# Excerpt
○ ○ ○ ○ ○ ○ ○

Lastly, and then I'll shut up, is whether to attach the stopper to the horn with a string. In the beginning I fretted about dropping the stopper, so I tied it on with a string and often found myself walking around with an open horn and the stopper dangling from its tether because I failed to put it back in. Then a wise old man pointed out that when pouring powder from a horn you have to do something with the stopper anyway so why not hold onto it, and when you're finished why not just put it back in the horn, and forget about the stupid string. Made sense, so I stopped with the string and after 20+ years I have never lost one, and no customer has ever come back to me for a replacement stopper.

RhodeHunter
05-25-2012, 01:25 PM
Thank you, thank you, thank you. I am going to cut and paste this info into a Word document for sure.

When I get some antler I will try to pretty up the horn. If I'm really good this year, maybe Santa will bring me a small lathe; I can only hope. Seriously, though, I appreciate all your efforts at the keyboard.

○ ○ ○ ○ ○ ○ ○

# Data segment
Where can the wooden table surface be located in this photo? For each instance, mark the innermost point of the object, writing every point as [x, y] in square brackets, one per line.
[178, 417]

○ ○ ○ ○ ○ ○ ○

# Problem statement
In the powder horn excerpt, what does RhodeHunter plan to do with the information?

# Answer to the task
Cut and paste it into a Word document.